Brief: Find each line of the entries with the string "index", please, and copy it.

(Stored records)
━━━━━━━━━━━━━━━━━━━━
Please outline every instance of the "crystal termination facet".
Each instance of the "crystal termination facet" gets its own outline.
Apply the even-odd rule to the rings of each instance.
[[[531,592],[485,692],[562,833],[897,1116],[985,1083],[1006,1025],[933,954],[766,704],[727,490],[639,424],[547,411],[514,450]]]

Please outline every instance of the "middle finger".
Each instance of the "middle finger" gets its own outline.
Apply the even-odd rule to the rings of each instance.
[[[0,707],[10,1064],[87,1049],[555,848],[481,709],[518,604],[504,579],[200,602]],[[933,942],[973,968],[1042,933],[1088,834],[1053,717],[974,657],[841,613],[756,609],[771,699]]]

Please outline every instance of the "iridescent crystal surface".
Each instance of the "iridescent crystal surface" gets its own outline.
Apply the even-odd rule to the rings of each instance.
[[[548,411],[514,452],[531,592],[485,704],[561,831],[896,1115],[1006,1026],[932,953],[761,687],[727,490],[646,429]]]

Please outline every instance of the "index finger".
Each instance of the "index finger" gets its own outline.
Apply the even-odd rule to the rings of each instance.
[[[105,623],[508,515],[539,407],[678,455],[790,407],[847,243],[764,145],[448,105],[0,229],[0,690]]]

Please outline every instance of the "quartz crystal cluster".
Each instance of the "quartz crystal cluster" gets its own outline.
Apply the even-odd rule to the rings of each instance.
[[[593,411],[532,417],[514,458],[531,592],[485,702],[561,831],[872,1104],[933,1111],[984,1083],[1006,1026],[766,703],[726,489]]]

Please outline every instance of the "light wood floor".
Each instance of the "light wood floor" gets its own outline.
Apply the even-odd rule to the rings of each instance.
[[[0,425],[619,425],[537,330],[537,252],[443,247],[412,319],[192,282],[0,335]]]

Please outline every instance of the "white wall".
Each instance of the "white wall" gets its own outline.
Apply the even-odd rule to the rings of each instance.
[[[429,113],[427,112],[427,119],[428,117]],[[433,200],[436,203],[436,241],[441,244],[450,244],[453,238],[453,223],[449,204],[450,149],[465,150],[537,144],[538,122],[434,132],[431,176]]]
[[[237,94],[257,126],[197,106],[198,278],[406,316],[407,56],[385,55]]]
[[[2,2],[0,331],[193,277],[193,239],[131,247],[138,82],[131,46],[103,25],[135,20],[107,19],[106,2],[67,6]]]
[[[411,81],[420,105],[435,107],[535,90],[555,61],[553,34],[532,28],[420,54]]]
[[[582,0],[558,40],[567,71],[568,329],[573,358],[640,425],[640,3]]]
━━━━━━━━━━━━━━━━━━━━
Your solution:
Please outline every instance of the "index finger".
Each instance of the "index finger" gets its own outline.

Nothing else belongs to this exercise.